GOAL:
From the forum thread on plowing with a 2004 Jeep, reproduce word for word the passage from "probably cheaper to" up to and including "to plow manufacturers.".

READING PASSAGE:
========================================================================
# Looking too Plow Advice??? 04 jeep



## autoe22 (Dec 17, 2008)

I'm only looking to plow for friends and family with this. ( for now ) 

I currently own a 6-cyl. 2004 Jeep grand cherokee laredo. 

Possible to plow with this? 
if so worth it? 
what should I use?

Thanks for any help or advice.


----------



## theplowmeister (Nov 14, 2006)

Yes you can plow with it

probably cheaper to pay for plowing than to buy a plow, install, plow maintenance, extra jeep maintenance.

check the links at the top of the page that take you to plow manufacturers.


----------



## autoe22 (Dec 17, 2008)

*thxs*

I checked the links with not much luck. mostly jeep libertys would those work?


----------



## theplowmeister (Nov 14, 2006)

I know people plow with them I don't know what they use or how.


----------



## tjthorson (Jul 23, 2006)

I would recommend a Sno-Way 22 series. Nice and light. Get the downpressure option and wireless remote.

It will cost - but give you lots of long life as mine has done for 5 years going - all i have done is change the hydraulic fluid - and i have moved mine onto three different vehicles - an S-10 Blazer, and 2 jeep Wranglers....

You will want to purchase Air-lift bags for the front springs. Leave them at 10 psi all year long, yo wont even know they are there - air them up to 30 when snow season arrives and you put the plow on. I wait until each snowfall to put my plow on and off - I can do it in under 5 minutes....

The Air-lift part # is 80702 and should be about $75 for the pair. As long as you are doing driveways, go nice and slow, and don't bang into piles of frozen stuff, you will not do any premature wear on your jeep.... 

Enjoy! Check out the sno-way forum on this site and ask away!


----------



## autoe22 (Dec 17, 2008)

*Thanks*

Thank You
sounds great im looking into it more now trying to get the final cost.


----------



## taterntot101 (Nov 6, 2008)

If you are only looking to do a couple drives and don't need the DP, look at the snowsport. It's light, and costs about half as much as a "real" plow. The only part that would stay on your Jeep is a 2" reciever. Do some research, they don't offer the convieniences of a full on plow setup, but if you are looking for lightweight and cheap, it might work for you. This is my first storm plowing with one on my Wrangler, and once I got used to it, it worked really well. Also keep in mind that they offer 2 setups, one for the front, one for the back...I don't know why anyone would even consider trying to push snow backing up...


----------



## autoe22 (Dec 17, 2008)

Thanks I'll check it out.


----------
========================================================================
(Records drawn from a data source)
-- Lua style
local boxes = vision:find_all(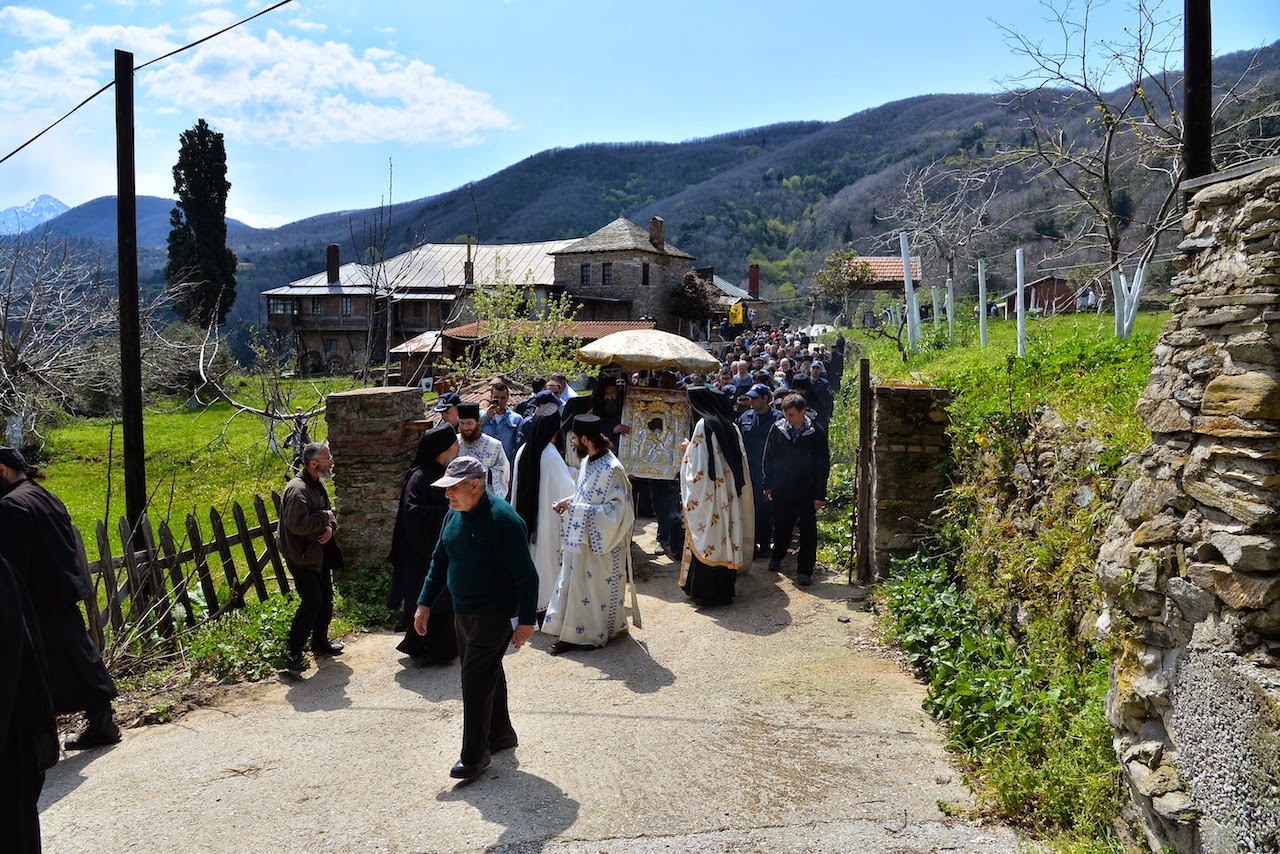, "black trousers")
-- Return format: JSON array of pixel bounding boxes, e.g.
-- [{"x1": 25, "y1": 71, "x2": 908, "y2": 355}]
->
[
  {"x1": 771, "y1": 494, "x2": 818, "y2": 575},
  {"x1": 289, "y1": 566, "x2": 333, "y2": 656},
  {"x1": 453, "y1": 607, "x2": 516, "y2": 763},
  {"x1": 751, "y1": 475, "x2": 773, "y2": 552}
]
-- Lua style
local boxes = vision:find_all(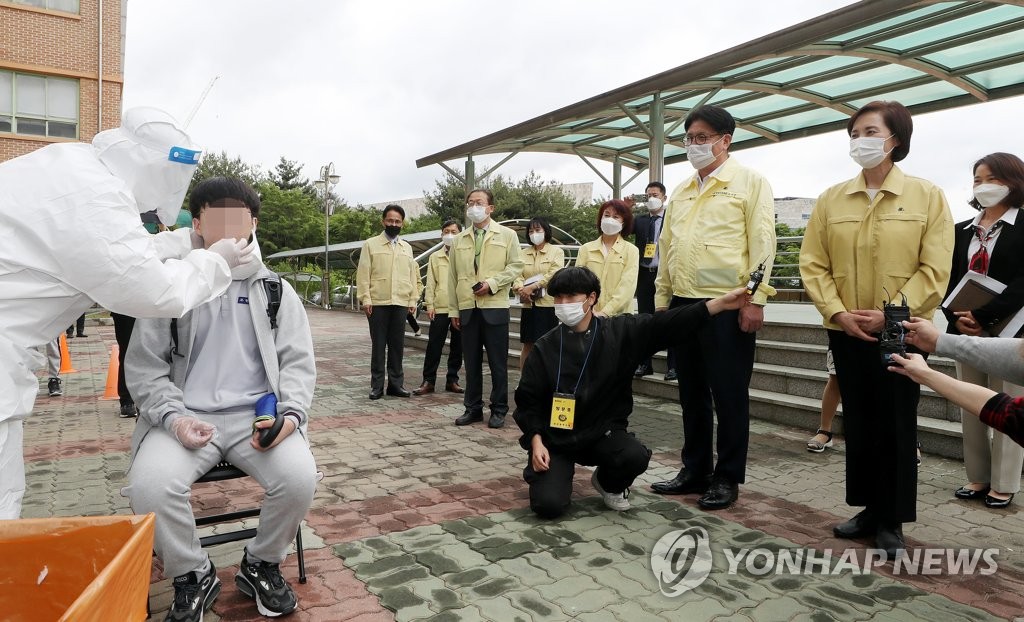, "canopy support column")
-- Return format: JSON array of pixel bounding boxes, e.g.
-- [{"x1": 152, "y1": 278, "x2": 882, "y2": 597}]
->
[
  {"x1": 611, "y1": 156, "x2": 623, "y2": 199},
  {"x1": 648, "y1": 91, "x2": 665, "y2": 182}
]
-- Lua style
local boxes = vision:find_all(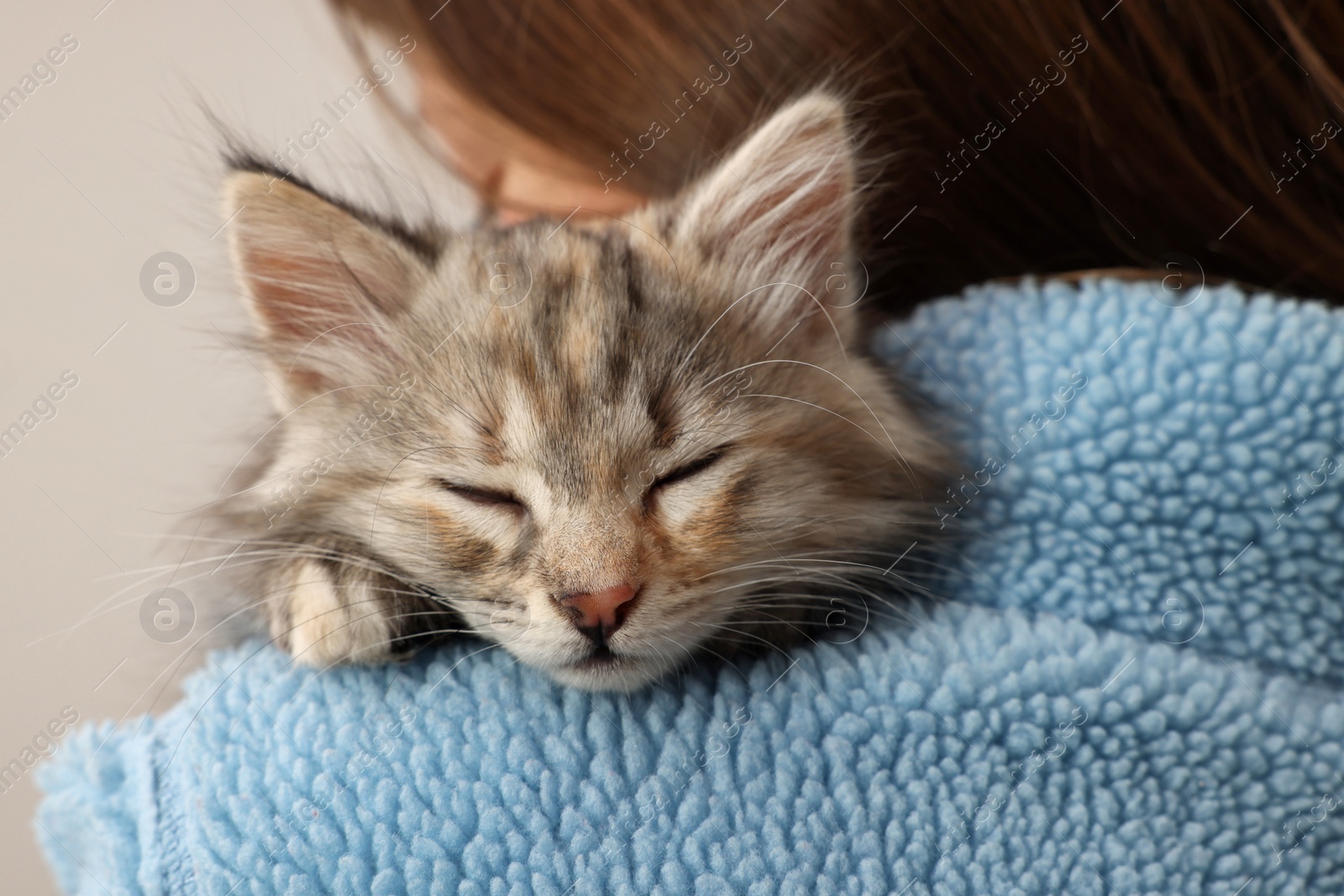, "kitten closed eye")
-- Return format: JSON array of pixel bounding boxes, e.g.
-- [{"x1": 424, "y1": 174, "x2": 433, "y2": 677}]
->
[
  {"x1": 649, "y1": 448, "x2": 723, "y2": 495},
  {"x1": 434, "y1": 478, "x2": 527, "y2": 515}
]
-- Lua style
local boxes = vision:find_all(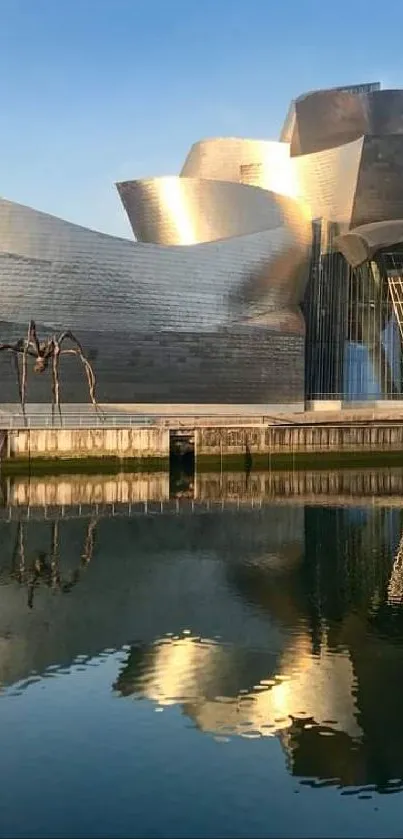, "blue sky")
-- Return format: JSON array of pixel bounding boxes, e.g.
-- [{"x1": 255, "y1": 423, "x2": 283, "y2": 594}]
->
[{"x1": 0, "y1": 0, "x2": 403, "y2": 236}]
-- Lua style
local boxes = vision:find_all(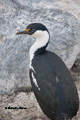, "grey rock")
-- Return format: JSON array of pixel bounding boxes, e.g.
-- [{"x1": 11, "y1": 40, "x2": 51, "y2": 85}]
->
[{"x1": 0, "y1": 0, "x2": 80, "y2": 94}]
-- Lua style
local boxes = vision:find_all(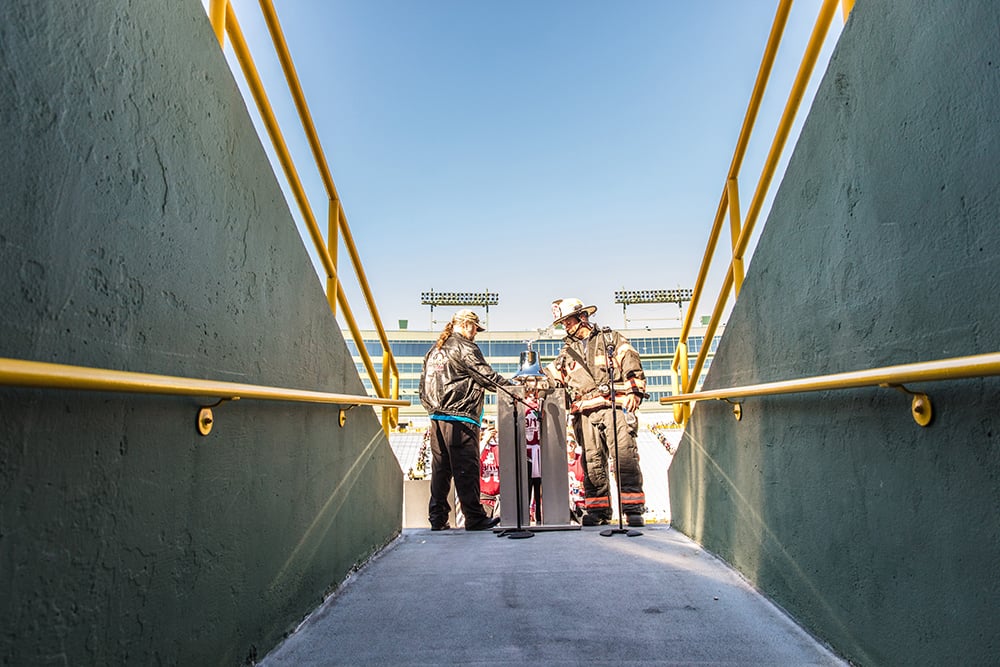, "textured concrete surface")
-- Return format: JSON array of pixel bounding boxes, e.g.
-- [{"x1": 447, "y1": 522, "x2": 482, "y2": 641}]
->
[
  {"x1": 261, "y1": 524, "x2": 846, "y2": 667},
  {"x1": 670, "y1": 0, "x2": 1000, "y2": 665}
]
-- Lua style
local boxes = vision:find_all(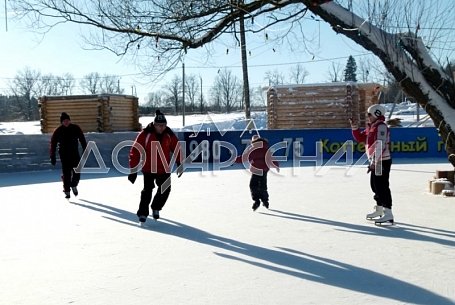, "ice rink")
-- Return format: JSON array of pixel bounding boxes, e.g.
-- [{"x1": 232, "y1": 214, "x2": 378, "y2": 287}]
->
========================================================================
ANSWER TO THE PROBLEM:
probably cheaper to pay for plowing than to buy a plow, install, plow maintenance, extra jeep maintenance.

check the links at the top of the page that take you to plow manufacturers.